멜린다 프렌치 게이츠의 새로운 시작
TONYA MOSLEY, HOST:
This is FRESH AIR.
I'm Tonya Mosley, and my guest today is Melinda French Gates.
Five years ago, she stood at a crossroads.
After 27 years of marriage to Microsoft co-founder Bill Gates, she decided to walk away, not only from a relationship that defined much of her adult life, but eventually the philanthropic empire they built together.
Last spring, Melinda left the Gates Foundation, the organization that had become the heartbeat of her professional identity.
In her new book, "The Next Day: Transitions, Change, And Moving Forward," Gates reflects on these seismic shifts, not just the end of her marriage or the reinvention of her public life, but the deeply personal evolution that came with those transitions.
She takes us inside the moments that have defined her - becoming a mother, grieving the loss of one of her best friends, and grappling with the hard-earned lessons of philanthropy.
Melinda French Gates is the co-founder and former co-chair of the Gates Foundation, the world's largest private charitable organization.
She's also the founder of Pivotal Ventures, which focuses on social progress for women and families in the United States.
Melinda French Gates, welcome to FRESH AIR.
MELINDA FRENCH GATES:
Thanks for having me, Tonya.

(Collected data entries)
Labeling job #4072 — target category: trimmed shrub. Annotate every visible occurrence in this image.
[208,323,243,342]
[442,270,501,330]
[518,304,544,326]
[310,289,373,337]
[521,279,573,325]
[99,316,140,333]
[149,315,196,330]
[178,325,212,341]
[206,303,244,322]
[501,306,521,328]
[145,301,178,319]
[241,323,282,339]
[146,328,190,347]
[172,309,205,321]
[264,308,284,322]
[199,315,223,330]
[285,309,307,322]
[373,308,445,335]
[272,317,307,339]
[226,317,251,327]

# TASK DIRECTIONS
According to the transcript, what is the focus of Pivotal Ventures? The records are separate material and have no connection to the transcript.

# THE RESPONSE
Social progress for women and families in the United States.